### HOW TO COMPLETE THIS TASK:
Please look for the string "mountain" below and report every line in which it occurs.

### RECORDS TO PROCESS:

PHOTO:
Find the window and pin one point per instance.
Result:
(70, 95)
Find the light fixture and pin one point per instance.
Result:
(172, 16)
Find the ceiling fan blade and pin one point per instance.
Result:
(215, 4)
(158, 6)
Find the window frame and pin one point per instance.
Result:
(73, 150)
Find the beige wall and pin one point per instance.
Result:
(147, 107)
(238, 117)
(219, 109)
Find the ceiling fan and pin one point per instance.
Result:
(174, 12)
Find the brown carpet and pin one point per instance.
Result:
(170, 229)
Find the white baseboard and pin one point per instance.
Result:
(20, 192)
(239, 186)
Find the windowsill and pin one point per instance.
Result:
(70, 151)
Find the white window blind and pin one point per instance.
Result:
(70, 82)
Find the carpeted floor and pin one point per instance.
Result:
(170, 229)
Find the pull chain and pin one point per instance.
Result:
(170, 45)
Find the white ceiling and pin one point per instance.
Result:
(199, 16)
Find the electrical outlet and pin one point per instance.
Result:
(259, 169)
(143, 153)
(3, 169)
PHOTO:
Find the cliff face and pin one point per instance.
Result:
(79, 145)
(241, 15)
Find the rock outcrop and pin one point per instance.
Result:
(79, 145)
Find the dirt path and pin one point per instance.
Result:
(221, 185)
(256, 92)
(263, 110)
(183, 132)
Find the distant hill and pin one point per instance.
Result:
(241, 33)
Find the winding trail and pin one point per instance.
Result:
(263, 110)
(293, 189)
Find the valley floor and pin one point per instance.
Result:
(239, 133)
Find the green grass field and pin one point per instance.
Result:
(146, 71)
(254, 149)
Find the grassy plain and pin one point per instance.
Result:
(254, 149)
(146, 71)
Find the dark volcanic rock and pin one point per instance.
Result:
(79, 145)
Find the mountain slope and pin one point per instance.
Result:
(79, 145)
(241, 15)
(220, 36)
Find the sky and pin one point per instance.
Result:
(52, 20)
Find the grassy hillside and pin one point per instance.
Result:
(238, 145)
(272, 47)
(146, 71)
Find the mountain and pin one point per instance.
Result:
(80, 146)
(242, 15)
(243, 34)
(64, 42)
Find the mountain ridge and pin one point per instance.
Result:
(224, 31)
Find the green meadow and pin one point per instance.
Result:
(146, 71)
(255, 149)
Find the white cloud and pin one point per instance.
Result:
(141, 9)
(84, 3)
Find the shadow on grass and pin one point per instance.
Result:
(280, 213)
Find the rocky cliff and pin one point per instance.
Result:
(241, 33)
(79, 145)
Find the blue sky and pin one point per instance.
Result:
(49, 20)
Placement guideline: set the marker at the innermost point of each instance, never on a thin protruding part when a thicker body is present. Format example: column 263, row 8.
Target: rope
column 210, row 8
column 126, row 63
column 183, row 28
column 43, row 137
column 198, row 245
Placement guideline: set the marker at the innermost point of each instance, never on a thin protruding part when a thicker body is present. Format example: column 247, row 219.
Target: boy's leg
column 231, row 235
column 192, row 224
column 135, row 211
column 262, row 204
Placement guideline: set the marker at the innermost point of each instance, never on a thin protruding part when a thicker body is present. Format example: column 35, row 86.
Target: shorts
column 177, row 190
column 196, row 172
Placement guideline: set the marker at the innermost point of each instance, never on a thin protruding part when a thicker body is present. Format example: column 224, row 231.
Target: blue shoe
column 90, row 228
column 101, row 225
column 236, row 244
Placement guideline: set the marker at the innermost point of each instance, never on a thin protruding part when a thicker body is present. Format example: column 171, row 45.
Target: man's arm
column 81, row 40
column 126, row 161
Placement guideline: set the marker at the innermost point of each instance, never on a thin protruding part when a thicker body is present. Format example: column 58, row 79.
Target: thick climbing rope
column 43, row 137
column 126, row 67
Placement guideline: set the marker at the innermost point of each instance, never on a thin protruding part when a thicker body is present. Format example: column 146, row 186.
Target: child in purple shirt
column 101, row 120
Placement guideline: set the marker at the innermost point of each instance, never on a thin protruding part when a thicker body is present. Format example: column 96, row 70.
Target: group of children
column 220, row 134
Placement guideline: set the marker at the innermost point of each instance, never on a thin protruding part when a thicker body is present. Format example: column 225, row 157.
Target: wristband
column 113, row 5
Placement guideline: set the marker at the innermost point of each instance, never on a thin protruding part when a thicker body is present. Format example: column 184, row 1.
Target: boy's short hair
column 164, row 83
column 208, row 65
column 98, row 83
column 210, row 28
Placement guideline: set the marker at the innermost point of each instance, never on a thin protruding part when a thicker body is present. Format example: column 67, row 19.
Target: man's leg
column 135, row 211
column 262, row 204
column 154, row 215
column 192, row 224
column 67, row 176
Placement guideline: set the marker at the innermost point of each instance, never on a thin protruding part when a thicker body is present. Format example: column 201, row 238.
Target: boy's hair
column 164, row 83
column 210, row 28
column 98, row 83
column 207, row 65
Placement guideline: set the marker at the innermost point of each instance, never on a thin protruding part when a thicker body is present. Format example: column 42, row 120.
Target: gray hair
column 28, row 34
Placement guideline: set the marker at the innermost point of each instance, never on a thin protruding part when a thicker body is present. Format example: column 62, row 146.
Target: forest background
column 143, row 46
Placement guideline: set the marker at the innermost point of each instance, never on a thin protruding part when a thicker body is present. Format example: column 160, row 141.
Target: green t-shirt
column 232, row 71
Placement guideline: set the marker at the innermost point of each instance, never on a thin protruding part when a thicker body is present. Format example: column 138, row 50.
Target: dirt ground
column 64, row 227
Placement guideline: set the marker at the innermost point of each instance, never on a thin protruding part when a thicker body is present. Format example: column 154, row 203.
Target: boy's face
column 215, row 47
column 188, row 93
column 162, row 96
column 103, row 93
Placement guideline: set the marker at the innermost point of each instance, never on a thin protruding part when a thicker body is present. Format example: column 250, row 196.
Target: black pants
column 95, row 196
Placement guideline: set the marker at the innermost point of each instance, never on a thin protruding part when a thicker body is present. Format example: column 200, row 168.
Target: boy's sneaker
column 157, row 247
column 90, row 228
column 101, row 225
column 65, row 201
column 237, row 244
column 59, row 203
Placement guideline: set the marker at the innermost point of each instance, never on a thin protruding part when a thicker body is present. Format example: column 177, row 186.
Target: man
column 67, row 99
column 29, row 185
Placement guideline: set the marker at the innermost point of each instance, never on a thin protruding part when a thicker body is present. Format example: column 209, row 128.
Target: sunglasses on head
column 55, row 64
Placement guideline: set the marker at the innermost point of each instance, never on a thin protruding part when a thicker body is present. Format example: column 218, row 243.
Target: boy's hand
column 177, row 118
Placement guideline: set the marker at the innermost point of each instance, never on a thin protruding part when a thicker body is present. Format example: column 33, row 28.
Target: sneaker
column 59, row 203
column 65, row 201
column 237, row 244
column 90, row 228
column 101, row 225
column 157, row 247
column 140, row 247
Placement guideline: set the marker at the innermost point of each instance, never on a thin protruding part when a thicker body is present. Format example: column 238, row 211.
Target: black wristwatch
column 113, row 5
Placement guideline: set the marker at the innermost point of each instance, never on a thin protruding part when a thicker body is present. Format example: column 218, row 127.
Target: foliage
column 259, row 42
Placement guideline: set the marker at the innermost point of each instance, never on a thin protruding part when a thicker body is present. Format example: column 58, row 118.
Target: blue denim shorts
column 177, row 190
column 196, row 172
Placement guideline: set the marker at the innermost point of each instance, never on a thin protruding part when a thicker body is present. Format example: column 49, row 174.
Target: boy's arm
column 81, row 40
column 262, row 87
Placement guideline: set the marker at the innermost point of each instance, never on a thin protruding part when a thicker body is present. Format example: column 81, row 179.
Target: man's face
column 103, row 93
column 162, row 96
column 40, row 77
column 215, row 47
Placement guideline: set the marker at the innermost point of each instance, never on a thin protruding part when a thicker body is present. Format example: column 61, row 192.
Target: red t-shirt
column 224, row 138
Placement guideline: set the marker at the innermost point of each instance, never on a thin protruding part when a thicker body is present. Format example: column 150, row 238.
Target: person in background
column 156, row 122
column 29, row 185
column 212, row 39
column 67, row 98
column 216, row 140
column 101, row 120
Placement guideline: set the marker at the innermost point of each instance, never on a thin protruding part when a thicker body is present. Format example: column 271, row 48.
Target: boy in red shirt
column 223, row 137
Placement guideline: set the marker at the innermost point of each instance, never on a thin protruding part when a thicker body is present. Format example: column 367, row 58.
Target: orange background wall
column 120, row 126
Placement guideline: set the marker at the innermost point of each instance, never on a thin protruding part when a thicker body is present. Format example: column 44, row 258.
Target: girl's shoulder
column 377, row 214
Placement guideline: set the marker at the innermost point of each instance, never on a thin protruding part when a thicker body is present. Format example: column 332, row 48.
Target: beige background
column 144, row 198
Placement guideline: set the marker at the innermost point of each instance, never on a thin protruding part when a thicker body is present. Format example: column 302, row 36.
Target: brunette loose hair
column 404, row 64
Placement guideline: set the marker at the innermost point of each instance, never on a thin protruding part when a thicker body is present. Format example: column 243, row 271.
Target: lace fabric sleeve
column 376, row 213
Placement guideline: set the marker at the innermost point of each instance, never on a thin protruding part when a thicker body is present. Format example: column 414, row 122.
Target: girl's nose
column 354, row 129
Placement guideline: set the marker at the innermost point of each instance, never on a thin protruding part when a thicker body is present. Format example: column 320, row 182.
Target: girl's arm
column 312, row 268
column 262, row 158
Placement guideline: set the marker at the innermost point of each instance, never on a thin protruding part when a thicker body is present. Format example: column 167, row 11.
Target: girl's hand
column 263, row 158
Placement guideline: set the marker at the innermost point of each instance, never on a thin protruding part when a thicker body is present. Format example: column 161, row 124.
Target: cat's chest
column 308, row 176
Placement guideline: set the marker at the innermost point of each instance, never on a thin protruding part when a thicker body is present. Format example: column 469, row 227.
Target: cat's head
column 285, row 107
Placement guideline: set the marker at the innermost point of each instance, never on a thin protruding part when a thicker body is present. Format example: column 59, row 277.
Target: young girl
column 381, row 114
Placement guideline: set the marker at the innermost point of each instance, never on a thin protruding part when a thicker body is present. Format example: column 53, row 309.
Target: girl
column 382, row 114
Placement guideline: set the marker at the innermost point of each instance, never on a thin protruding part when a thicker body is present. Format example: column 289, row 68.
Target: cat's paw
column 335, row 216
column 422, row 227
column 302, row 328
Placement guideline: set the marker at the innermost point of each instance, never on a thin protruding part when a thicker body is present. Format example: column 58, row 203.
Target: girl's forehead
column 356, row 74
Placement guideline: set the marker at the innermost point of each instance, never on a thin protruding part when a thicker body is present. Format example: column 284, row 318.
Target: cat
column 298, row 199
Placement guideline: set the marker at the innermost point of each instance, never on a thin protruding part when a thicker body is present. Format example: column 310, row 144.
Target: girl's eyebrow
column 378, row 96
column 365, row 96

### RESPONSE TO THIS EXERCISE:
Find the mountain slope and pin one point per instance.
Find the mountain and pin one point per instance.
Find the mountain ridge and pin one point per instance.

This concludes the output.